ACTIVITY 1 =
Please duplicate the stretch of the article about Jay Becker from "There was a" through "Coordinator and epidemiologist.".
ACTIVITY 2 =
Name every year that the article about Jay Becker writes as a four-digit number.

Jay Becker took over as Ashtabula County Health Commissioner earlier this year, after long-time Health Commissioner Ray Saporito retired.

Becker, who took over for Saporito in May, has a long history in public health. He worked with the Red Cross before starting work with the Ashtabula County Health Department in 2002, he said.

“I’ve always had a knack of wanting to work to help individuals in need,” Becker said.

With the Red Cross, he helped families that had been burned out of their homes or down on their luck, he said.

After 9/11 and the anthrax attacks, public health added an emergency preparedness branch, Becker said.

“I thought it was a good fit and I went with it and I didn’t look back,” Becker said.

There was a lot of collaboration at the start, Becker said. “One agency can’t do it by themself,” Becker said. “That’s one thing I tell you, from day one, I can tell you, and even today, the thing about Ashtabula County … the collaboration when I started here, it was phenomenal,” he added later.

The groups in Ashtabula County worked together well. “People here, they reach out, they work together,” Becker said. “We know that we need each other to make things work.”

After working for the Geauga County Heath Department for several years, Becker returned to the Ashtabula County Health Department in 2016, and resumed his old position as Emergency Preparedness Coordinator and epidemiologist.

“In 2018 the administrator’s position opened up,” Becker said.

The administrator handles the financial and grant side of things, Becker said. “That’s a big piece of the administrative side of making this agency run, is the funding aspect.”

The experience of being administrator was valuable, he said. 

COVID-19 pandemic


In the face of the COVID-19 pandemic, county agencies pulled together.

“We had that county (COVID-19) call, that would take place every Tuesday, early on,” Becker said. “And we had 100s of people who were part of that call, and all we had to do was reach out to different members and agencies. People were very interested in what was going on, and any way that they could help.”

The reports outlining the county’s COVID-19 situation at the beginning of July were some of the best that had been released.

“So our active cases for Ashtabula County (were) listed at 17,” Becker said. The previous report listed 28 cases, he said. “So the numbers keep going down, that is definitely a good sign,” he said.

The county’s vaccinate rate is not rising as much as Becker would like, he said.

According to the Ohio Department of Health, around 42.5 percent of county residents have had at least one dose of a COVID-19 vaccine, and the county recently passed 40 percent of residents fully vaccinated.

“That’s a very telling statistic, for me,” Becker said. Some states with low vaccination percentages are facing an outbreak of delta variant cases right now, he said. “They are currently reporting that anyone who is dying right now of COVID, are those who are unvaccinated,” Becker said.

There have been some delta variant COVID-19 cases in the county, but they have not taken off at this point, Becker said. “I hope we don’t see it, but I think if we’re going to see it, it’s going to be when the schools get back in session again,” he said.

“We listen to vaccination calls from the state, and every other health department is on these calls, and these go on a couple times a week,” Becker said. “The state is trying to give us ideas, other health departments are trying to put out ideas, everyone’s trying to do different things to get people vaccinated.”

Dataset entries
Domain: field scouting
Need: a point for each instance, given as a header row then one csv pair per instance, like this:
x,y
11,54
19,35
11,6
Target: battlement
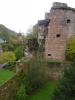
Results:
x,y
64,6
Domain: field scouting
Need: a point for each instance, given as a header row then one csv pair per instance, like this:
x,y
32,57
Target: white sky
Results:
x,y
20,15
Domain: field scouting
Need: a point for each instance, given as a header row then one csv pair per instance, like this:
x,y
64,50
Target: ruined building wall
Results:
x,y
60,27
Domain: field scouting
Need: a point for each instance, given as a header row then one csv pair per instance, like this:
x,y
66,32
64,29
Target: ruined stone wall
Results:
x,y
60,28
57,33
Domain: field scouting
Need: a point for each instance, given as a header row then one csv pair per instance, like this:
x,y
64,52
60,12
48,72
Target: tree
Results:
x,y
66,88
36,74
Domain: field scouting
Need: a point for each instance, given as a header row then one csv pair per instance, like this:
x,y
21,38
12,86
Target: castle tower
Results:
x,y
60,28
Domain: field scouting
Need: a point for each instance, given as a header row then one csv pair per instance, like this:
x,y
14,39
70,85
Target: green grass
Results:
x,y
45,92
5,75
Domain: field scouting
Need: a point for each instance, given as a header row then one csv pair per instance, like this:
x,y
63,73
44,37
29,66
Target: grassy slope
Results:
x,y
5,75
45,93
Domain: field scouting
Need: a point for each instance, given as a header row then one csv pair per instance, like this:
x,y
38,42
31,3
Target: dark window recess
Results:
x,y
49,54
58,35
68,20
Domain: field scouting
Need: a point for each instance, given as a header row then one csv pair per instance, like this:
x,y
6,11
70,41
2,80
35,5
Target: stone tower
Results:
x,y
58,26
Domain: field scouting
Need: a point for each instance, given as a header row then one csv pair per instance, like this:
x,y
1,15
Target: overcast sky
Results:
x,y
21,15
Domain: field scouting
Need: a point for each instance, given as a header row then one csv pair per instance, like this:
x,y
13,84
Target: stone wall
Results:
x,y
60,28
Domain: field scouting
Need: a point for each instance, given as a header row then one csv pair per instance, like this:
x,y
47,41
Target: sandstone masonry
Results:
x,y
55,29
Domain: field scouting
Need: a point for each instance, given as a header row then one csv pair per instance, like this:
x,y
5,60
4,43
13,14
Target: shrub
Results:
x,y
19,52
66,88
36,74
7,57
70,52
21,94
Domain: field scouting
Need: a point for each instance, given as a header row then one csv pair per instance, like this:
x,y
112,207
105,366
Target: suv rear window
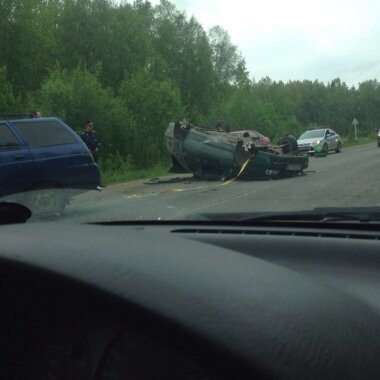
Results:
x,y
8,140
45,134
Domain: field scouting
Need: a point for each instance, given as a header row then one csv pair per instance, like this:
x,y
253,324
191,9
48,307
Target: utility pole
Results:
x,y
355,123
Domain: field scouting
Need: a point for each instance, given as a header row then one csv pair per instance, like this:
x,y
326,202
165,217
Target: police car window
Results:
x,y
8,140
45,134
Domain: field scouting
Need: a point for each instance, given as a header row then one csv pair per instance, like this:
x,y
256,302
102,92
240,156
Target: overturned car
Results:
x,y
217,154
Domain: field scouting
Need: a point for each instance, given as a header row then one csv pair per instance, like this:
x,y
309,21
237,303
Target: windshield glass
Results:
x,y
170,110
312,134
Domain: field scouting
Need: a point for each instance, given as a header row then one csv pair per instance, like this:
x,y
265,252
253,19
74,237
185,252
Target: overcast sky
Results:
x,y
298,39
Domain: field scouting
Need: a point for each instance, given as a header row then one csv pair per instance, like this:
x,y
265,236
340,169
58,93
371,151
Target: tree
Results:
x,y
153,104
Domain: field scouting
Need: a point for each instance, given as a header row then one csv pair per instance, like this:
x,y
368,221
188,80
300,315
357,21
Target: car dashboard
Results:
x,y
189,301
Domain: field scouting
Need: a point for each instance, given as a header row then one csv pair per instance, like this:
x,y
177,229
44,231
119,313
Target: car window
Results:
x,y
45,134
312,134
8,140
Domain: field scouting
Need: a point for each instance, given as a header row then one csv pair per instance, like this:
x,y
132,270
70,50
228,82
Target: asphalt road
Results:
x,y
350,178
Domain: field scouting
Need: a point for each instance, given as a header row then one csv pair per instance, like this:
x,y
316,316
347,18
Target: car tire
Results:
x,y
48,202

RESPONSE 1 =
There was a lot of collaboration at the start, Becker said. “One agency can’t do it by themself,” Becker said. “That’s one thing I tell you, from day one, I can tell you, and even today, the thing about Ashtabula County … the collaboration when I started here, it was phenomenal,” he added later.

The groups in Ashtabula County worked together well. “People here, they reach out, they work together,” Becker said. “We know that we need each other to make things work.”

After working for the Geauga County Heath Department for several years, Becker returned to the Ashtabula County Health Department in 2016, and resumed his old position as Emergency Preparedness Coordinator and epidemiologist.

RESPONSE 2 =
2002, 2016, 2018